Task details: The line containing "glossy surface, placing one marker per instance" and every line after it, through the last, are to be extracted exactly; no other lines belong in the answer.

Given entries:
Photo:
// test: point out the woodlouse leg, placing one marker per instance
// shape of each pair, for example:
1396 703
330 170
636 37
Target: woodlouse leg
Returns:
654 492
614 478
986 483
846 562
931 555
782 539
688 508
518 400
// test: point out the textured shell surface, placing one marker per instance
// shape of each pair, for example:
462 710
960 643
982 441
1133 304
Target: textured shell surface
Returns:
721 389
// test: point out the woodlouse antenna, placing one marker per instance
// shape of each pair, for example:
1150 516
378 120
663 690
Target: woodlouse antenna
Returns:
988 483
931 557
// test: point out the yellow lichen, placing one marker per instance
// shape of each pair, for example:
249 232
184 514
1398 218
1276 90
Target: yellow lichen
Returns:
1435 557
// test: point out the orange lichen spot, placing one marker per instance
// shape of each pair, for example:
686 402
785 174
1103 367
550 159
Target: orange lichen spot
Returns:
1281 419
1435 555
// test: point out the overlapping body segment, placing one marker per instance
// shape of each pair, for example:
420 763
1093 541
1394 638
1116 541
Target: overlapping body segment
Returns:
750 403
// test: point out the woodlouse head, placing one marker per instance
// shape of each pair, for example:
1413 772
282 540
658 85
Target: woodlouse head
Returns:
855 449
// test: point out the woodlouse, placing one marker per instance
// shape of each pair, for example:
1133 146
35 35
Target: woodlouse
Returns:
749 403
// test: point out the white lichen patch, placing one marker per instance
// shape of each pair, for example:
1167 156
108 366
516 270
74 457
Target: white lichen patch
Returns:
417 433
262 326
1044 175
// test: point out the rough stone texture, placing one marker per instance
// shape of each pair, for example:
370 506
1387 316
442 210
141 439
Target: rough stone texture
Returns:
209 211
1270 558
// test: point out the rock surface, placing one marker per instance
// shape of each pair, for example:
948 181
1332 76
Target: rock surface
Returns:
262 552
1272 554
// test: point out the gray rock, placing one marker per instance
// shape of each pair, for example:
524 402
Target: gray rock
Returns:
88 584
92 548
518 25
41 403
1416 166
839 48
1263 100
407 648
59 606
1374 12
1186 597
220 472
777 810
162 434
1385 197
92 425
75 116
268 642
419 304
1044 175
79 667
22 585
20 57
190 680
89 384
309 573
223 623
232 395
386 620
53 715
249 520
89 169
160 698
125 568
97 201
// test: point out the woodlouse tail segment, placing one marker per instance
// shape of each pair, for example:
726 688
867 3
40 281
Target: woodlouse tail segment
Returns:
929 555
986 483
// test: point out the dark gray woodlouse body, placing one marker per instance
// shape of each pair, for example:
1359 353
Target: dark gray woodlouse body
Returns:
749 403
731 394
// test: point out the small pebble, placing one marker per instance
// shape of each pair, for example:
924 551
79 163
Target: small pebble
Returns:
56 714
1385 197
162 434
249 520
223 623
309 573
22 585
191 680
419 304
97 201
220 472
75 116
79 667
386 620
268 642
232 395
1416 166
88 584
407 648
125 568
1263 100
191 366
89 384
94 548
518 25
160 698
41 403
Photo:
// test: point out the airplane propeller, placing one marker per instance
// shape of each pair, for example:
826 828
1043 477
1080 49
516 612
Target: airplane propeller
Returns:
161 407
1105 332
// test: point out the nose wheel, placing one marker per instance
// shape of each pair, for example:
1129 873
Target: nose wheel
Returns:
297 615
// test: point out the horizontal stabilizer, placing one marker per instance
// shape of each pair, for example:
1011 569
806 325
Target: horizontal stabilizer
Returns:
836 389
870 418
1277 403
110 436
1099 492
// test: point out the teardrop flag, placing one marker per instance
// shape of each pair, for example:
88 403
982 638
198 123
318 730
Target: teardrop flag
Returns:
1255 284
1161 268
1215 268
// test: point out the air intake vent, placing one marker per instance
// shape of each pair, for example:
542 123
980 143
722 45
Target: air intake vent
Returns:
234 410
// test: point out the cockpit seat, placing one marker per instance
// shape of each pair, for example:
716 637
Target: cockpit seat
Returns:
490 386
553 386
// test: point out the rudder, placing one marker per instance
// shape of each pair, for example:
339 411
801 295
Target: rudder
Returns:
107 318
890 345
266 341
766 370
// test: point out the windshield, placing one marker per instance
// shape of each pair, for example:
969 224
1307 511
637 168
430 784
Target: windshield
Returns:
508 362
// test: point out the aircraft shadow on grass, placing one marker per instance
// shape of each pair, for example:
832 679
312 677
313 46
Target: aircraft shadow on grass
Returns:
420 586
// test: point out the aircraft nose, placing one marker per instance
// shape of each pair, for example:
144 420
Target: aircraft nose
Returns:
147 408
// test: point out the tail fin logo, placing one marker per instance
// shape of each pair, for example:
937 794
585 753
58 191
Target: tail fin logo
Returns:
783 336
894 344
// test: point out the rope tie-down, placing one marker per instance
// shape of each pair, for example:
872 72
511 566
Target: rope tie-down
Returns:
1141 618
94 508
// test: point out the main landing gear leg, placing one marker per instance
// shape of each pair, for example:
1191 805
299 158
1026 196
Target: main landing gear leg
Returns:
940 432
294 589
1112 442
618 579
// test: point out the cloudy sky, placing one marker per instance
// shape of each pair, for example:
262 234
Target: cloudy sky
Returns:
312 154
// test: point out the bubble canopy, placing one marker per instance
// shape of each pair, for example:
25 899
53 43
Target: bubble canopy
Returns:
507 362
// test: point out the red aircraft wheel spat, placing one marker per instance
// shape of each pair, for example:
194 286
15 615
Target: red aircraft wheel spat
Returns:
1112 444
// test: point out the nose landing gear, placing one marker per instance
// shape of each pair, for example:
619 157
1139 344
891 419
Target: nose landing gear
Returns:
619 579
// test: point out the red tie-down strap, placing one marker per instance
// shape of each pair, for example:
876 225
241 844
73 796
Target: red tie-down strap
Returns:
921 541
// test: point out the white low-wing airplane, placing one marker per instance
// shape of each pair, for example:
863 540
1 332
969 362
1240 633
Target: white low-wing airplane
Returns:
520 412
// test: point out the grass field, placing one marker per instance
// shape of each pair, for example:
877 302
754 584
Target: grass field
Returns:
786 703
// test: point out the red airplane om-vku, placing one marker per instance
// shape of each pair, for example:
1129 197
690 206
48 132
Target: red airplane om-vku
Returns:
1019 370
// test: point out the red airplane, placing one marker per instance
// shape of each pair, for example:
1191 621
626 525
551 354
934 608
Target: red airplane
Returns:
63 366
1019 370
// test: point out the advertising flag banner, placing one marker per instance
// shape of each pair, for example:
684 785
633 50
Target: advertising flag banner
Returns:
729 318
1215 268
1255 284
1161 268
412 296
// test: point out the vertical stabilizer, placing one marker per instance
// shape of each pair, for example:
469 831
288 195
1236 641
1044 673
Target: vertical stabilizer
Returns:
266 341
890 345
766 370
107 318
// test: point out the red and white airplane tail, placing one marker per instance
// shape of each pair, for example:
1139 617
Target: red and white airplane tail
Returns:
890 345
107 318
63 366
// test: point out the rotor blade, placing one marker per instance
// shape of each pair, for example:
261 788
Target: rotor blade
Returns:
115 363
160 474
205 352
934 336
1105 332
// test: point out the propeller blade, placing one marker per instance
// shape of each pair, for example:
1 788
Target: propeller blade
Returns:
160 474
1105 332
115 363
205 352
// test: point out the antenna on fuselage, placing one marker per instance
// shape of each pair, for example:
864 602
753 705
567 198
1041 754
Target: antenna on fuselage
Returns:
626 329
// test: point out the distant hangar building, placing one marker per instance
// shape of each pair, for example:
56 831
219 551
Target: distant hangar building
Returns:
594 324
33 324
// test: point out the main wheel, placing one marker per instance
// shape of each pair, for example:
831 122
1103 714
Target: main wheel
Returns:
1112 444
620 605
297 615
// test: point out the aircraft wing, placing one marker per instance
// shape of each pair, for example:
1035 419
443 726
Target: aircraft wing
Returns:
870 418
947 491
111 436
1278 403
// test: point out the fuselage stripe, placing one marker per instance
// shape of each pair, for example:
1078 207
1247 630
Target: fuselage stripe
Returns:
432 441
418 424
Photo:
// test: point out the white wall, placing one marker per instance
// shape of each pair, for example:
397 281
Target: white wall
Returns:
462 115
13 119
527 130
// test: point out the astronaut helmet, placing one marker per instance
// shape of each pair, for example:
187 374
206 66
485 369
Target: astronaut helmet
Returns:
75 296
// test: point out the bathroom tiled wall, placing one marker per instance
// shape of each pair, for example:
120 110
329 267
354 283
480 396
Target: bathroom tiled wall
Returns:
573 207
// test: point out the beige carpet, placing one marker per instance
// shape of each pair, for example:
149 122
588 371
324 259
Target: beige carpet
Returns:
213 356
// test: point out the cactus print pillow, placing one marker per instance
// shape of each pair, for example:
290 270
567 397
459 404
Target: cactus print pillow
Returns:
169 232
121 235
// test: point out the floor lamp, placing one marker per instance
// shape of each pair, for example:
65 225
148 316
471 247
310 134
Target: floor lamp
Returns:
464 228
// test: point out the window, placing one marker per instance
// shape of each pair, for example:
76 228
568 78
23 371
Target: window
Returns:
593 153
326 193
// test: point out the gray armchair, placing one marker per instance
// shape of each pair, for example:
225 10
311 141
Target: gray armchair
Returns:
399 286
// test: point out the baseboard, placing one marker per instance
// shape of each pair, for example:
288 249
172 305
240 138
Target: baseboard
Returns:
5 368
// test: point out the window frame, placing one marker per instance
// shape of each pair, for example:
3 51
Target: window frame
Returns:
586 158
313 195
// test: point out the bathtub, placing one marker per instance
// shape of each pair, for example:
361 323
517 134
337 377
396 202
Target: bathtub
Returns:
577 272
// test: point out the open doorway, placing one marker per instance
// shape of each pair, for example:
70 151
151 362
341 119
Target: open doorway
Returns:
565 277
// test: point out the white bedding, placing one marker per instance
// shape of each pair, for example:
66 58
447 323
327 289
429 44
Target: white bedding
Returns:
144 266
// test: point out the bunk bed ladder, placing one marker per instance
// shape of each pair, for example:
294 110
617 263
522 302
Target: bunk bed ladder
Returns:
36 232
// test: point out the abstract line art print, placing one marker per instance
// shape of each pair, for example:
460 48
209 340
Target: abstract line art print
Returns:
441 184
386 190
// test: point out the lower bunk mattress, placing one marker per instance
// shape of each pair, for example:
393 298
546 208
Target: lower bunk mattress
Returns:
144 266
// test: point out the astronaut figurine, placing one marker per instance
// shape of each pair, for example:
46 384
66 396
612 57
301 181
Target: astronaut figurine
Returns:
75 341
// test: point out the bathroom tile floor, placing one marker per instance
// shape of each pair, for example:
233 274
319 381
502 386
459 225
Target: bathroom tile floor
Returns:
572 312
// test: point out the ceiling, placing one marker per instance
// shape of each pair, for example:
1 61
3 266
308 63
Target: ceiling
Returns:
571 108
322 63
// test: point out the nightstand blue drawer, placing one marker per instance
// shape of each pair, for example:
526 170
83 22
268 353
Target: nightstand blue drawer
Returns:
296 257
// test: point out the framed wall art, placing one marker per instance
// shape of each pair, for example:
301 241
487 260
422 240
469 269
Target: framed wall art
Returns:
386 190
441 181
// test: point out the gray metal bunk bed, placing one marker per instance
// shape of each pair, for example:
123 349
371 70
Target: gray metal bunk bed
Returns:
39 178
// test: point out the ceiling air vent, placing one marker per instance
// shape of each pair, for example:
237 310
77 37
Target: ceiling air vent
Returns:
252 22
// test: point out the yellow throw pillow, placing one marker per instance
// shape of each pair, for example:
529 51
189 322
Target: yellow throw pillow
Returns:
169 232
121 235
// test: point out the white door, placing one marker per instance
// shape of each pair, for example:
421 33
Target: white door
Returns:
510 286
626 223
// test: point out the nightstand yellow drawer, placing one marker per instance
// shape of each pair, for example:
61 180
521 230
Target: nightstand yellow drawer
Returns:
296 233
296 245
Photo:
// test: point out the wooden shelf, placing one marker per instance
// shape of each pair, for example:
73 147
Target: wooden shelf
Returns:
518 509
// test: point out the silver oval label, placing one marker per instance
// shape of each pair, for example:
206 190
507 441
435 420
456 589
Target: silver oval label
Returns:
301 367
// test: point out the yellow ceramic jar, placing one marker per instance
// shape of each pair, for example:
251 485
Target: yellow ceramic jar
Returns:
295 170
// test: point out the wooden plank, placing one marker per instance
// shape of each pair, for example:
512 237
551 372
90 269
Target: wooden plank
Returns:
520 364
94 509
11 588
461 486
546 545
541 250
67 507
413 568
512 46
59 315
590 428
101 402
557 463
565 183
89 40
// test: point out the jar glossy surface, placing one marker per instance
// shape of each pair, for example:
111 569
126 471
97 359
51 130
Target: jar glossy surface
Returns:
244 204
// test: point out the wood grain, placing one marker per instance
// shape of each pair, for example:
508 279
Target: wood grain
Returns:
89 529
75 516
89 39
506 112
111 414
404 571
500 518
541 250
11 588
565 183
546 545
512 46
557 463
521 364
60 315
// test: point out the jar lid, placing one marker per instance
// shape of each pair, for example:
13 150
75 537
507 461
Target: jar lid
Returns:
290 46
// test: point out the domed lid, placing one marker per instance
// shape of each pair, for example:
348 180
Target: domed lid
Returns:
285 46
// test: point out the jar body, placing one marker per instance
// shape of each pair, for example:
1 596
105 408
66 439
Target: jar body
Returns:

Solved problem:
// test: point out the jar glossy surface, placing one marker per instance
// shape of each pair, for example:
111 569
126 471
97 359
51 130
Target: jar glossy surface
Returns:
244 204
// test: point out the wood grain, placing one marker per instance
// shape of each pair, for example:
508 279
Target: wood grain
Returns:
89 529
75 516
89 39
506 112
111 414
404 571
500 518
541 250
11 588
565 183
546 545
512 46
557 463
521 364
60 315
// test: point out the jar lid, placing one marker per instance
// shape of each pair, for example:
13 150
75 537
507 461
Target: jar lid
Returns:
290 46
// test: point out the domed lid, placing one marker per instance
// shape of each pair, for example:
348 180
Target: domed lid
Returns:
285 46
// test: point out the jar body, placing one marker per instance
// shape of each pair, for example:
1 596
105 408
66 439
Target: jar body
Returns:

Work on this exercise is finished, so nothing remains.